◆ Description of the task
Rewrite the lines starting at the one containing "Pest-scouting request: tag the propeller in" and ending at the last line of the records, requests included. Scale every coordinate in the answers by 0.2 and round each result to a whole number, with halves rounded up.

Object point labels
==============================

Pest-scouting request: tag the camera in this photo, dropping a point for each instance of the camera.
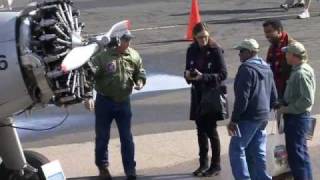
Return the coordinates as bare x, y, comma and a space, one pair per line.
193, 73
192, 70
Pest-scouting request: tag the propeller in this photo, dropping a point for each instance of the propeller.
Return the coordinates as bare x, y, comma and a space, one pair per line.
80, 55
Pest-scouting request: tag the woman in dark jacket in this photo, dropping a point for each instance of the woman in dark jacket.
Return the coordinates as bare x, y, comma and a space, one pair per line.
205, 67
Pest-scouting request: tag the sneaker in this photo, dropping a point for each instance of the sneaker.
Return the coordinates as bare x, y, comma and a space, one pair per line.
212, 171
200, 171
132, 177
104, 174
304, 15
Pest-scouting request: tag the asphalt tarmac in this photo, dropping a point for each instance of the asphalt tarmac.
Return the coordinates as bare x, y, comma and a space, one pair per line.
159, 27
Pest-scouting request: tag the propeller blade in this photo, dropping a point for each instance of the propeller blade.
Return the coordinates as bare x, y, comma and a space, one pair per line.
117, 29
78, 56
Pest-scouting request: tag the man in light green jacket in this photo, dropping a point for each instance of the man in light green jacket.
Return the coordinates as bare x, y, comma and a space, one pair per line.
118, 70
298, 101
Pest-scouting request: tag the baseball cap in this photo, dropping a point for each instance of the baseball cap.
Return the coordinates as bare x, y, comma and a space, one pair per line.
127, 35
295, 48
249, 44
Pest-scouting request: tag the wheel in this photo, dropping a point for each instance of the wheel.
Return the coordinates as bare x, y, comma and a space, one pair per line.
34, 159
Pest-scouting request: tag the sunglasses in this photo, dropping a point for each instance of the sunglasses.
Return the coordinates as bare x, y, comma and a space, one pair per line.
243, 50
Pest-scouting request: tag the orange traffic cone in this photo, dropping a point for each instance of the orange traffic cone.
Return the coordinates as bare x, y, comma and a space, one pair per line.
194, 18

==============================

◆ Result
Pest-scouting request: tag the propeller in this photo, dropping a point for each instance of the propeller.
Return the coordinates as bare x, y, comma and a space, one pair per line.
16, 11
Pest-scouting request: tag the woman in dark jacket in this photo, dropping a point for each instance of the woman in dark jacket.
Return the coordinates as bare x, y, comma and a space, one pair per line.
41, 13
Pest-scouting request: tag the sneaker in this photo, dropping a point for each instance of the sneaker.
Return the coordinates as bare x, y, comma and a space, one pair per line.
42, 34
40, 34
26, 35
21, 35
61, 3
Pest-scouting request: tag the asphalt tarmac in this photo, dropping a point for each instance of the asphalt tarmac.
Return the coordinates as bare x, y, comma and a space, one pair per line.
32, 5
Pest-scouting request: tag the propeller blade in this photo, dropping a point for each instance of the propeller blade.
Return the coordinates as bare x, y, comma and a space, one pair per line.
23, 6
16, 11
Pest-scouting request: tag the man in light green jacket in this photo, dropping a point for each instance of the man in light green jacket.
Return the coordinates as bare x, y, comma and a space, one pair per line.
24, 14
60, 20
Pest-scouting request: tag the baseball cap in this photo, dropping a point for each instance of the baseball cap.
Return the coordinates as bare x, y, comma and a space, one pair per line.
25, 7
59, 10
50, 9
Pest-scouting request: tag the wheel in this photo, dropping a point for each instance of the wheel.
Return the coordinates as bare x, y, comma and a space, one pair per line.
7, 32
Pest-scouting request: tag the sunglasses in this photo, dropping a point for each instance of the sunglasses.
Return the coordinates as bare x, y, comma and a space, one pair per line.
49, 10
Pest-scouting request: tag the orange traffic cone in this photo, dropping a point for each instance of the orange traffic cone.
Return the coordinates as bare x, y, comma and a space, one pair per line.
39, 4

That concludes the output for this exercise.